> _Selected passage_:
+-------+

See also "Memorias de Castilho" in the _Instituto_ of Coimbra; Innocencio da Silva in _Diccionario bibliographico Portuguez_, i. 130 and viii. 132: Latino Coelho's study in the _Revista contemporanea de Portugal e Brazil_, vols. i. and ii.; Dr Theophilo Braga, _Historia do Romantismo_ (Lisbon, 1880). (E. Pr.)

CASTILLEJO, CRISTOBAL DE (1490-1556), Spanish poet, was born at Ciudad Rodrigo in 1490. In 1518 he left Spain with Ferdinand of Austria, afterwards emperor, whose private secretary he eventually became. While residing at Vienna in 1528-1530 he wrote the _Historia de Piramo y Tisbe_, and dedicated it to Anna von Schaumberg, with whom he had a platonic love-affair. He seems to have visited Venice, to have been neglected by his patron, to have fallen ill in 1540, and to have passed his last years in poverty. He died on the 12th of June 1556, and was buried at Vienna. Castillejo's poems are interesting, not merely because of their intrinsic excellence, but also as being the most powerful protest against the metrical innovations imported from Italy by Boscan and Garcilaso de la Vega. He adheres to the native _quintillas_ or to the _coplas de pie quebrado_, and only abandons these traditional forms when he indulges in caustic parody of the new school--as in the lines _Contra los que dejan los metros castellanos_. He excels by virtue of his charming simplicity and his ingenious wit, always keen, sometimes licentious, never brutal. The urbane gaiety of his occasional poems is delightfully spontaneous, and the cynical humour which informs the _Dialogo de las condiciones de las mujeres_ and the _Dialogo de la vida de la corte_ is impregnated with the Renaissance spirit. Castillejo is the Clement Marot of Spain. His plays are lost; the best text of his verses is that printed at Madrid in 1792.

CASTILLO SOLORZANO, ALONSO DE (1584?-1647?), Spanish novelist and playwright, is stated to have been baptized at Tordesillas near Valladolid on 1st October 1584. Nothing is known of his youth, and he is next heard of at Madrid in 1619 as a man of literary tastes. While in the service of the marquis de Villar, he issued his first work, _Donaires del Parnaso_ (1624-1625), two volumes of humorous poems; his _Tardes entretenidas_ (1625) and _Jornadas alegres_ (1626) proved that he was a novelist by vocation. Shortly afterwards he joined the household of the marquis de los Velez, viceroy of Valencia, and published in quick succession three clever picaresque novels: _La Nina de los embustes, Teresa de Manzanares_ (1634), _Las Aventuras del Bachiller Trapaza_ (1637), and a continuation entitled _La Garduna de Sevilla y Anzuelo de las bolsas_ (1642). To these shrewd cynical stories he owes his reputation. He followed the marquis de los Velez in his disastrous campaign in Catalonia, and accompanied him to Rome, where the defeated general was sent as ambassador. Castillo Solorzano's death occurred (probably at Palermo) before 1648, but the exact date is uncertain. His prolonged absence from Madrid prevented him from writing as copiously for the stage as he would otherwise have done; but he was popular as a playwright both at home and abroad. His _Marques del Cigarral_ and _El Mayorazgo figuron_ are the sources respectively of Scarron's _Don Jophet d'Armenie_ and _L'Heritier ridicule_. Among his numerous remaining works may be mentioned _Las Harpias en Madrid_ (1633), _Fiestas del Jardin_ (1634), _Los Alivios de Casandra_ (1640) and the posthumous _Quinta de Laurel_ (1649); the witty observation of these books forms a singular contrast to the prim devotion of his _Sagrario de Valencia_ (1635). His versatility and graceful style deserve the highest praise. (J. F.-K.)

+-------+

Answer these questions from the entries on the two Spanish writers:
(a) In what year did Castillejo leave Spain with Ferdinand of Austria?
(b) Where is Castillo Solorzano stated to have been baptized?
(c) Which of Castillo Solorzano's works is described as posthumous?
The material after this sentence is separate from the entries on the two Spanish writers.

> _Data segment_:
+-------+

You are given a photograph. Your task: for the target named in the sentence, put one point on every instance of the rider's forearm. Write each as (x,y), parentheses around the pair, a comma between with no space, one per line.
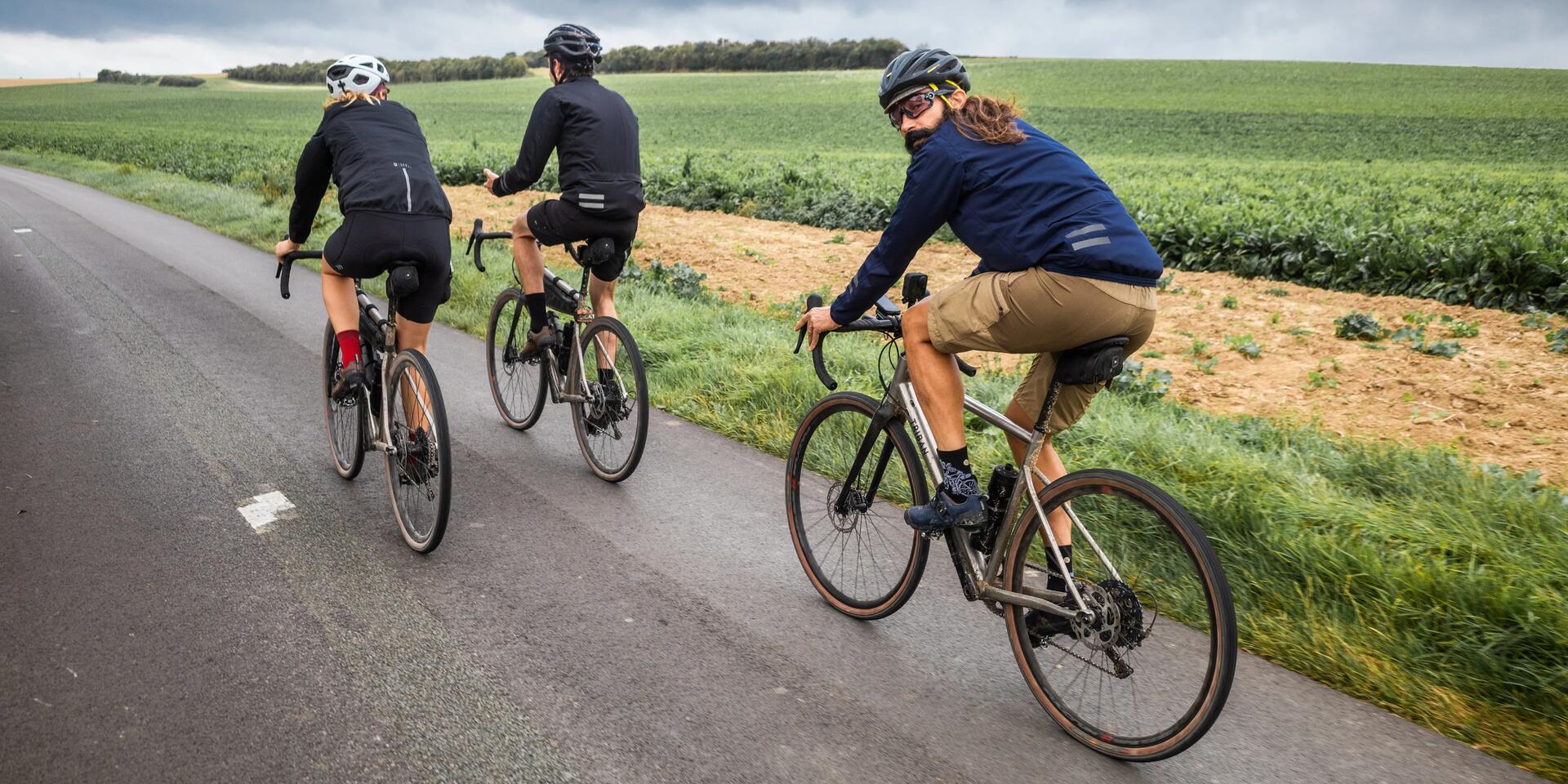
(313,176)
(538,141)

+-------+

> _Problem solution_:
(a) 1518
(b) At Tordesillas, near Valladolid
(c) _Quinta de Laurel_ (1649)